THE TASK
Return the material below in full and exactly.

RECORDS SUPPLIED
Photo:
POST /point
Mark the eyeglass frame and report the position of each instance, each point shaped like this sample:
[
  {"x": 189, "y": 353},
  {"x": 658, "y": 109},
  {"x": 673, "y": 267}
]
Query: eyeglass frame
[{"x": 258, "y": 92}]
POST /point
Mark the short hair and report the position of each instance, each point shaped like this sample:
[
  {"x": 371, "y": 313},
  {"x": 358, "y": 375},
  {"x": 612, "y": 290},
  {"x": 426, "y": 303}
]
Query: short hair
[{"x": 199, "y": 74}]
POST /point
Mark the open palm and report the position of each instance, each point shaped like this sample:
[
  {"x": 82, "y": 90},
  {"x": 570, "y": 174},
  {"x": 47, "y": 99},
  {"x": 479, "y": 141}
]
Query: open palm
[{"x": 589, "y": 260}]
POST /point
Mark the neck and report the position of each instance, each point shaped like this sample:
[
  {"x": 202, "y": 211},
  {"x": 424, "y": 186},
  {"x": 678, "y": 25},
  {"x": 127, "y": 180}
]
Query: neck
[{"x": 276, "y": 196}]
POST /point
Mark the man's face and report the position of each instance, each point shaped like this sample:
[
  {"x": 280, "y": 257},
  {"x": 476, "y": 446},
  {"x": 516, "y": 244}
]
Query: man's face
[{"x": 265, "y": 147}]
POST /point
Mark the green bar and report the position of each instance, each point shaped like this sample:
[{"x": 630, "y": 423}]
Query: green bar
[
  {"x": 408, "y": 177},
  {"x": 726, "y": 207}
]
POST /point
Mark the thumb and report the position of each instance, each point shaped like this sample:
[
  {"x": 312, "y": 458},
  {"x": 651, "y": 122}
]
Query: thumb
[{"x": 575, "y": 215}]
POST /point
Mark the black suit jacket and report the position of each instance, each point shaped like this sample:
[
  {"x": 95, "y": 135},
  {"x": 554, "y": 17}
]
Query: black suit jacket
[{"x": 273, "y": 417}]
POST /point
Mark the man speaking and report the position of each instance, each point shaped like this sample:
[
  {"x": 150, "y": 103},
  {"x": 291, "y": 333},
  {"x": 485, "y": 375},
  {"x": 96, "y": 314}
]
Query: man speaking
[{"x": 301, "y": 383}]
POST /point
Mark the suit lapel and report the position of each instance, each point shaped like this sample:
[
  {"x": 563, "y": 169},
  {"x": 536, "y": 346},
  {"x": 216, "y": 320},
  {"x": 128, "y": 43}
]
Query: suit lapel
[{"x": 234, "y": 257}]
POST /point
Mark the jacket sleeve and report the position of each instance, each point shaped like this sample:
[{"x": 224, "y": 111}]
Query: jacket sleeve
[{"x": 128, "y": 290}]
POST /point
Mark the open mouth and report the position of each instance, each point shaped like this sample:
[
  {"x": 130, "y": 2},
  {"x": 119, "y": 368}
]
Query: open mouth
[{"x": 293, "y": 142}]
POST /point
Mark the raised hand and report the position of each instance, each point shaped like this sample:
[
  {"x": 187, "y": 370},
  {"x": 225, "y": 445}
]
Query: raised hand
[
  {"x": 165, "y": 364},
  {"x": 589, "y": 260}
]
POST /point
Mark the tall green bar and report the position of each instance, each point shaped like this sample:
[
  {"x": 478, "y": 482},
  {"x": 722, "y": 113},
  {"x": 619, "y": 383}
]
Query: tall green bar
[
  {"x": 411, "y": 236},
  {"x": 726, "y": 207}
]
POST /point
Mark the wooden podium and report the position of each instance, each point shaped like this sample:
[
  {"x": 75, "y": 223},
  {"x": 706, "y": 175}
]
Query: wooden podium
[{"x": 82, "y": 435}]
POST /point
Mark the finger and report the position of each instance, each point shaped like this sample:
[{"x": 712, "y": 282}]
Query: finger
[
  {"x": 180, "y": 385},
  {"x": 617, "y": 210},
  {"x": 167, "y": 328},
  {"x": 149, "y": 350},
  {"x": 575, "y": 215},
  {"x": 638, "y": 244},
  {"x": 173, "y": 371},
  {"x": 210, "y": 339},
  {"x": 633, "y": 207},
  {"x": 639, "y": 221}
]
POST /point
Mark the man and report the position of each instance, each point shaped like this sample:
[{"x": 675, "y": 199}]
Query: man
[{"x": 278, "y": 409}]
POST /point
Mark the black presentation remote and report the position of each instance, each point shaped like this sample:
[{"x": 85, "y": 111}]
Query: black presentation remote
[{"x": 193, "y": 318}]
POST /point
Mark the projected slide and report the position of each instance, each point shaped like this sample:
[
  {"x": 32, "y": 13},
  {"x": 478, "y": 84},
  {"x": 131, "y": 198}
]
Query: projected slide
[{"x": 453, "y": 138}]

OUTPUT OF THE EXERCISE
Photo:
POST /point
Mark the eyeglass frame and report the position of each instance, each point shaped like this sample:
[
  {"x": 189, "y": 353},
  {"x": 658, "y": 109},
  {"x": 673, "y": 267}
]
Query: eyeglass frame
[{"x": 258, "y": 92}]
POST /point
Mark the short hair and report the position of each instance, each point shaped like this sample:
[
  {"x": 371, "y": 313},
  {"x": 358, "y": 375},
  {"x": 612, "y": 290},
  {"x": 426, "y": 303}
]
Query: short hair
[{"x": 199, "y": 74}]
POST /point
Mark the open palm and report the position of each instance, each point shaped like this sample:
[
  {"x": 82, "y": 90},
  {"x": 570, "y": 174},
  {"x": 47, "y": 99},
  {"x": 479, "y": 141}
]
Query: open palm
[{"x": 589, "y": 260}]
POST /point
Mark the neck and report the position of each instance, each point shaped like this sample:
[
  {"x": 202, "y": 211},
  {"x": 424, "y": 186},
  {"x": 678, "y": 25},
  {"x": 127, "y": 180}
]
Query: neck
[{"x": 276, "y": 196}]
POST /point
Mark the man's face and report the position of each instance, each point shaped like this sample:
[
  {"x": 280, "y": 257},
  {"x": 476, "y": 446},
  {"x": 516, "y": 244}
]
Query: man's face
[{"x": 265, "y": 147}]
POST /point
Mark the green bar and report the position of each instance, each point shaped like this sample:
[{"x": 630, "y": 423}]
Query: green bar
[
  {"x": 408, "y": 177},
  {"x": 726, "y": 207}
]
POST /point
Mark the thumb and report the position of each instance, each point shaped like this sample:
[
  {"x": 312, "y": 458},
  {"x": 651, "y": 122}
]
Query: thumb
[{"x": 575, "y": 215}]
POST /point
Mark the black suit jacket and report the position of each instance, each point shaped like this sample:
[
  {"x": 95, "y": 135},
  {"x": 554, "y": 17}
]
Query: black suit jacket
[{"x": 273, "y": 417}]
POST /point
Mark the man speaking and report the position of each instance, each point shaped like this sample:
[
  {"x": 150, "y": 103},
  {"x": 291, "y": 333},
  {"x": 485, "y": 375},
  {"x": 96, "y": 314}
]
Query: man speaking
[{"x": 301, "y": 383}]
POST /point
Mark the suit lapel and report the position of each instance, each point shaped like this sample:
[
  {"x": 563, "y": 169},
  {"x": 536, "y": 346},
  {"x": 216, "y": 320},
  {"x": 128, "y": 43}
]
Query: suit lapel
[{"x": 234, "y": 257}]
POST /point
Mark the jacket sleeve and report the position of each instance, each point shaped like this sample:
[{"x": 224, "y": 111}]
Query: jacket sleeve
[{"x": 128, "y": 290}]
POST /point
Mark the open mouth and report the position of each instance, each point shaped like this sample:
[
  {"x": 130, "y": 2},
  {"x": 119, "y": 368}
]
Query: open mouth
[{"x": 293, "y": 142}]
POST /point
Mark the raised hand and report the position of each instance, each point shaped like this sample:
[
  {"x": 187, "y": 370},
  {"x": 225, "y": 445}
]
Query: raised hand
[
  {"x": 165, "y": 364},
  {"x": 589, "y": 260}
]
POST /point
Mark the tall green bar and report the position of each instance, each point shaped like this sample:
[
  {"x": 478, "y": 482},
  {"x": 722, "y": 113},
  {"x": 619, "y": 383}
]
Query: tall green bar
[
  {"x": 411, "y": 236},
  {"x": 726, "y": 207}
]
POST /point
Mark the wooden podium and report the position of each instance, each point shaped like this sample:
[
  {"x": 75, "y": 223},
  {"x": 706, "y": 175}
]
Query: wooden podium
[{"x": 82, "y": 435}]
POST /point
Mark the finger and report the position of each instance, each point shaped like this sample:
[{"x": 712, "y": 282}]
Query: finger
[
  {"x": 180, "y": 385},
  {"x": 617, "y": 210},
  {"x": 167, "y": 328},
  {"x": 149, "y": 350},
  {"x": 575, "y": 215},
  {"x": 638, "y": 244},
  {"x": 173, "y": 371},
  {"x": 210, "y": 339},
  {"x": 633, "y": 207},
  {"x": 639, "y": 221}
]
POST /point
Mark the man and report the position of each instance, each point shaped like this sample:
[{"x": 675, "y": 199}]
Query: man
[{"x": 278, "y": 409}]
POST /point
Mark the black presentation remote and report the position of each instance, each point shaped like this sample:
[{"x": 85, "y": 111}]
Query: black presentation remote
[{"x": 193, "y": 318}]
POST /point
Mark the projected slide and report the position of each instance, each point shaped like this sample:
[
  {"x": 32, "y": 13},
  {"x": 478, "y": 84},
  {"x": 131, "y": 198}
]
Query: projected slide
[{"x": 453, "y": 138}]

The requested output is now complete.